Required action A
According to the Lambda Foundation article, what was the name of the fundraiser run by the group that became the Lambda Foundation for Excellence?
Required action B
Summarize the Lambda Foundation article in two sentences.
Required action C
Copy the Lambda Foundation article word for word, from "For many years, Lambda" to "Lambda Foundation/Fondation Lambda.".
** Opening Selected text block **
Lambda Foundation
- Predecessor: Lambda Business and Professional Group
- Type: NGO
- Registration no.: 862758448 RR0001
- Legal status: Charitable organization
- Headquarters: Ottawa, Ontario, Canada
- President: Cameron Aitken
- Website: lambdafoundation.org
- Formerly called: Lambda Literary and Scholarship Foundation

= Lambda Foundation =

The Lambda Foundation (Fondation lambda), officially the Lambda Scholarship Foundation Canada, is a registered Canadian charity with the mission of creating scholarships, awards, and bursaries in support of 2SLGBTQ+ studies, and education and awareness, in advancement of equality and human rights.

Lambda Foundation is governed by a national Board of Directors.

==History==

For many years, Lambda operated as a spin-off project from an unincorporated club, Lambda Business and Professional Group. The Lambda Business and Professional Group sought charitable status and eventually underwent a name change to Lambda Foundation for Excellence, and its fundraiser, Wilde About Sappho, was one of Canada's largest literary activities.

After establishing five scholarships in partnership with five universities, Lambda incorporated under the name Lambda Literary and Scholarship Foundation - Lambda Foundation being the short version.

SInce the Lambda Foundation received charitable status in 2003, its activities having grown into education and research. It changed its name to Lambda Scholarship Foundation Canada but is still known in short form as the Lambda Foundation/Fondation Lambda.
** Closing Selected text block **
** Opening Source material block **
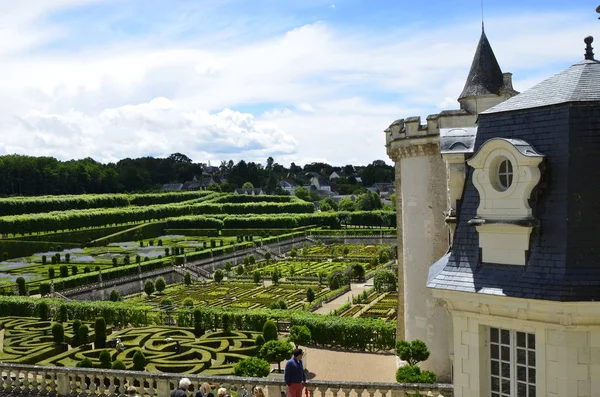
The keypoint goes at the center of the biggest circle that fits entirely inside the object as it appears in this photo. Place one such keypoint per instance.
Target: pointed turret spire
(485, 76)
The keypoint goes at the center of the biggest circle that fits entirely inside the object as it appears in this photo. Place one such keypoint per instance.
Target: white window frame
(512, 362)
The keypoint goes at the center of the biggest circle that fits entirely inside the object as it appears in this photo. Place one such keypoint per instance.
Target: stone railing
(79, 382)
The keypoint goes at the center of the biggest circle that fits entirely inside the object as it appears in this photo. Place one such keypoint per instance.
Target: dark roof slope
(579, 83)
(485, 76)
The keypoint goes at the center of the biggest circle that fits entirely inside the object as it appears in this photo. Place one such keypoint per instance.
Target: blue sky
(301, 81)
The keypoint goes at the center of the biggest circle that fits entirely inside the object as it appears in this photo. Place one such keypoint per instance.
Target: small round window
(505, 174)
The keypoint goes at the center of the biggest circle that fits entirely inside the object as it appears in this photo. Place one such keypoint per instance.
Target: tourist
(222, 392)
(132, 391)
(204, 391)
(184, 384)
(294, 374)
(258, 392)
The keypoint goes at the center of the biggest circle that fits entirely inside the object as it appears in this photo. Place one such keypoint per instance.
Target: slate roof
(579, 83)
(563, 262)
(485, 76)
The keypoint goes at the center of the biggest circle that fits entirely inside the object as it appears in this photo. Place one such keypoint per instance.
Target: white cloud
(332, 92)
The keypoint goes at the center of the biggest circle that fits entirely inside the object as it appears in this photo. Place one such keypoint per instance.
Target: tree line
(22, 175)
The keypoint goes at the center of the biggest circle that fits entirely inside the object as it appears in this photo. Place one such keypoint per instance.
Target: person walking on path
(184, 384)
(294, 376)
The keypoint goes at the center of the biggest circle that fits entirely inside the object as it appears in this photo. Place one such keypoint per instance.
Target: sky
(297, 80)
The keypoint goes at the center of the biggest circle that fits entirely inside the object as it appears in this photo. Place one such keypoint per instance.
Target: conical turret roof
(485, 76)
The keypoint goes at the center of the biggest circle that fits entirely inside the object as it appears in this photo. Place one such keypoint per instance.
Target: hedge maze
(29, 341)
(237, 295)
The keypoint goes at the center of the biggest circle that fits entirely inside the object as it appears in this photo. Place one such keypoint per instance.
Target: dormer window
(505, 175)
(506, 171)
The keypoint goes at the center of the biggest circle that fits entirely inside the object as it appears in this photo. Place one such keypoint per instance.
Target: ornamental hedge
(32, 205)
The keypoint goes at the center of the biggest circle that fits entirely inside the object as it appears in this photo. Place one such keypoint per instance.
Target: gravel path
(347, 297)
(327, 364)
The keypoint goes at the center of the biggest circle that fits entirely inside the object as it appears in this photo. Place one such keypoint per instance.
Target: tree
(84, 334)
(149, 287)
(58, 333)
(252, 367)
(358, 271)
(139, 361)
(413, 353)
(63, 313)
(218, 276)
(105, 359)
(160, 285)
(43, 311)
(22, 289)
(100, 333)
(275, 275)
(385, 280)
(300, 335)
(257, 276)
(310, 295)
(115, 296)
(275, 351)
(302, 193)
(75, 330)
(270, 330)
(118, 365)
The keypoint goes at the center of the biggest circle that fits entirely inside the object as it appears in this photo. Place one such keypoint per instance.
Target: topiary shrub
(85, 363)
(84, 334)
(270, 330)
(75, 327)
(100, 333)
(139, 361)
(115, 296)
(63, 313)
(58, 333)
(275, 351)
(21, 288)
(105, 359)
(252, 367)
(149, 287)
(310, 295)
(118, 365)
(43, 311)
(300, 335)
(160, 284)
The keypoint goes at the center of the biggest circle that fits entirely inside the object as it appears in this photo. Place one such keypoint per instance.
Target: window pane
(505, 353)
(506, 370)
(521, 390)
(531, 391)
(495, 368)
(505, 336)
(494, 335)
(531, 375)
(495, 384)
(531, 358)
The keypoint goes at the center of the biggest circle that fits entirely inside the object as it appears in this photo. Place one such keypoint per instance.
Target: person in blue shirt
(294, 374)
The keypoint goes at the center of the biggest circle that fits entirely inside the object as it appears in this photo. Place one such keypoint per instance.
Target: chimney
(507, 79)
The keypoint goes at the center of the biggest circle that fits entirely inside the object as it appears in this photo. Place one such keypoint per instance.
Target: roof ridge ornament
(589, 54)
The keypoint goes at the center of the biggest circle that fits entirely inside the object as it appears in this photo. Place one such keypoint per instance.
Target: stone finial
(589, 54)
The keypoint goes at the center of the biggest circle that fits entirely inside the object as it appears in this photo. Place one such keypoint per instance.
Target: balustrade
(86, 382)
** Closing Source material block **
Worked solution A
Wilde About Sappho

Worked solution B
The Lambda Foundation, officially the Lambda Scholarship Foundation Canada, is a registered Canadian charity governed by a national Board of Directors that creates scholarships, awards, and bursaries in support of 2SLGBTQ+ studies, education, and awareness. It began as a spin-off project of the Lambda Business and Professional Group, incorporated after establishing five scholarships with five universities, and received charitable status in 2003.

Worked solution C
For many years, Lambda operated as a spin-off project from an unincorporated club, Lambda Business and Professional Group. The Lambda Business and Professional Group sought charitable status and eventually underwent a name change to Lambda Foundation for Excellence, and its fundraiser, Wilde About Sappho, was one of Canada's largest literary activities.

After establishing five scholarships in partnership with five universities, Lambda incorporated under the name Lambda Literary and Scholarship Foundation - Lambda Foundation being the short version.

SInce the Lambda Foundation received charitable status in 2003, its activities having grown into education and research. It changed its name to Lambda Scholarship Foundation Canada but is still known in short form as the Lambda Foundation/Fondation Lambda.